(DATA FOR THIS EXERCISE)

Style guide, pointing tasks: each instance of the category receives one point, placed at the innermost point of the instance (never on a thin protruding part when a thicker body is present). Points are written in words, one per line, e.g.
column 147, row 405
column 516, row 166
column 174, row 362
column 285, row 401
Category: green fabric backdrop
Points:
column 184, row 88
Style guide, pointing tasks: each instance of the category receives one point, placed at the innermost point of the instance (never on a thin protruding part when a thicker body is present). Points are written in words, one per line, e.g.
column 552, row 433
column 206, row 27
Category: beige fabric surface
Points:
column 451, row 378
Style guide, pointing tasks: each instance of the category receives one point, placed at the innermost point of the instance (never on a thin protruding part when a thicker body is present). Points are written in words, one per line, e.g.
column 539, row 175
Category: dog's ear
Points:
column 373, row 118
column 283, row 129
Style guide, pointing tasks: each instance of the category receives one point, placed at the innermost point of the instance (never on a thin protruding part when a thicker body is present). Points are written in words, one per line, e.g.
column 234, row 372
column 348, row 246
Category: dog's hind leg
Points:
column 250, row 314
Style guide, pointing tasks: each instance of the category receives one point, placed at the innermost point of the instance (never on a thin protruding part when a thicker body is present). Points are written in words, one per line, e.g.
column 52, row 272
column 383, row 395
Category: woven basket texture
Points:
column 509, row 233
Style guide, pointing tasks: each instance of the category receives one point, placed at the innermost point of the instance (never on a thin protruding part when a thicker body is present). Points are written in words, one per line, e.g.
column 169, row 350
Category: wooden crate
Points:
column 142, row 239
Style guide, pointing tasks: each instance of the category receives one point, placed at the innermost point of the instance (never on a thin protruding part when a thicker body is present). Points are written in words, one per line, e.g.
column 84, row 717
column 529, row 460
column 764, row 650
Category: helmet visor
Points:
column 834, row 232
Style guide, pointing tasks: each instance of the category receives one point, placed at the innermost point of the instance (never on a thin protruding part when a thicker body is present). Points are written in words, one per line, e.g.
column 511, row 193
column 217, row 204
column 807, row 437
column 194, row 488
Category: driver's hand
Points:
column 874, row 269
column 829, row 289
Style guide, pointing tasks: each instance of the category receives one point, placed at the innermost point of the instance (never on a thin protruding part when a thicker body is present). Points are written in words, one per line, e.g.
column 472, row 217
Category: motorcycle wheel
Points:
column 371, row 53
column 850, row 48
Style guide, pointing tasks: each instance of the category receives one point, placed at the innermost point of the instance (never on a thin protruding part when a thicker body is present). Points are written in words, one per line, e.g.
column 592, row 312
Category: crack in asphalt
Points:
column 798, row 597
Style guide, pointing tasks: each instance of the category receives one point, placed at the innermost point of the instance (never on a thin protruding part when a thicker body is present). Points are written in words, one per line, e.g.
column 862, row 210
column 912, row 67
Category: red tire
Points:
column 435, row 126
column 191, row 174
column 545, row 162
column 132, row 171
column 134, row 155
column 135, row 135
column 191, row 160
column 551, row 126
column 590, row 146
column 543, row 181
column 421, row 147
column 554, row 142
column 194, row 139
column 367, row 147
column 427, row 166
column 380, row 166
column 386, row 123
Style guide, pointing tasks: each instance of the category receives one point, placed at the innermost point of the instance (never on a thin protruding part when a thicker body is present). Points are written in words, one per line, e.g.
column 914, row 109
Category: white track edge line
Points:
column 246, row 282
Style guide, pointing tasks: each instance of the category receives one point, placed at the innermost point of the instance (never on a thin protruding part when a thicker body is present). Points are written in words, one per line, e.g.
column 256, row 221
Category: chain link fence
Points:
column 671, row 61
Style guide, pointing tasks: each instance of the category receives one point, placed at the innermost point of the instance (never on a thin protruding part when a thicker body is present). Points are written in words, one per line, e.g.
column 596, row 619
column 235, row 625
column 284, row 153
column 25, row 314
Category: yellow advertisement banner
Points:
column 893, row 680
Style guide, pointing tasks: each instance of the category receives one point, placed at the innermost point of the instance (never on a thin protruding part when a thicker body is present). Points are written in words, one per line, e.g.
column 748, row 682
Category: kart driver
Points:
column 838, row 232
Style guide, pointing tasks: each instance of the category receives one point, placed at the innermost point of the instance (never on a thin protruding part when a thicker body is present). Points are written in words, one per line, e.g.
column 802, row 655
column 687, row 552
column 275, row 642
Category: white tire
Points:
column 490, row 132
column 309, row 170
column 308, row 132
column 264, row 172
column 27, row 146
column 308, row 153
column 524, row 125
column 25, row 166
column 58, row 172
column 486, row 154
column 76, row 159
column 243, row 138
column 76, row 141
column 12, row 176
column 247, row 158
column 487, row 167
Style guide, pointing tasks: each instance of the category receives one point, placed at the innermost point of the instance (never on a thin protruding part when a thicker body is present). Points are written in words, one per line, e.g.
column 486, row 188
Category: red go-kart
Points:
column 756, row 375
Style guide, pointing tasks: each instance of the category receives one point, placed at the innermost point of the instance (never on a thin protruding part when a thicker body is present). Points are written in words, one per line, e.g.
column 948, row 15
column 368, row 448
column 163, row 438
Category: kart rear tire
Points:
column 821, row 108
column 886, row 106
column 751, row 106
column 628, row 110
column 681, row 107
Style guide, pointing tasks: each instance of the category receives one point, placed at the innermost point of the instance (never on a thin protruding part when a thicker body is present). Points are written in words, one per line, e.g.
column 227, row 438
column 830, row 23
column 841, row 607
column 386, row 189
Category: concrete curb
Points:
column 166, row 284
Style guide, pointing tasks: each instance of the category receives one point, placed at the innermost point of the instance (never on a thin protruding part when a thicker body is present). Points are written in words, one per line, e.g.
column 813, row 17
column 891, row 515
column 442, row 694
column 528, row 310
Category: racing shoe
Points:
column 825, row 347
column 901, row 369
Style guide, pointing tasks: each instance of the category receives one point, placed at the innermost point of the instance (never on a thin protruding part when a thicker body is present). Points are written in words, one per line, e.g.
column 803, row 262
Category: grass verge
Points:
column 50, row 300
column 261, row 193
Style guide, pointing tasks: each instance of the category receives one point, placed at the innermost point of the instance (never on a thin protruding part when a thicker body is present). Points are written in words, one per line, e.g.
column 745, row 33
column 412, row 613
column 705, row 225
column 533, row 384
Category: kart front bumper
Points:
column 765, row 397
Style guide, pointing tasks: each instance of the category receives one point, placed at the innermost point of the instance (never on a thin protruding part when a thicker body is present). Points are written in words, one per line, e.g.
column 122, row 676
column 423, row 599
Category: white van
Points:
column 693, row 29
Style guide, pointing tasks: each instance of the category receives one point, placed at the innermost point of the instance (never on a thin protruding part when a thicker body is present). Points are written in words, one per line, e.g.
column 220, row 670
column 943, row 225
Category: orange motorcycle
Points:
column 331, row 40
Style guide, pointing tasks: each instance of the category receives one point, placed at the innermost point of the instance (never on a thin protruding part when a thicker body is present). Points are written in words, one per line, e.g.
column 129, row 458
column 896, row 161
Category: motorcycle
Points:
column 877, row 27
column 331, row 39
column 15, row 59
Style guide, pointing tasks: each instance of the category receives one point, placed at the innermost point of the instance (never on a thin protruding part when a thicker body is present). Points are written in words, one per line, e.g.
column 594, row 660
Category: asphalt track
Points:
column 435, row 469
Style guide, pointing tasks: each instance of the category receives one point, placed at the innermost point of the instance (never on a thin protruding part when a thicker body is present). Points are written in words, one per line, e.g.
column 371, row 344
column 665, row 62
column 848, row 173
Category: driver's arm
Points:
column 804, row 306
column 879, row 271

(End DATA FOR THIS EXERCISE)

Take each line of the material above that holds the string "kart" and copy it.

- [EXERCISE RESPONSE]:
Category: kart driver
Category: red go-kart
Category: kart rear tire
Category: kart front bumper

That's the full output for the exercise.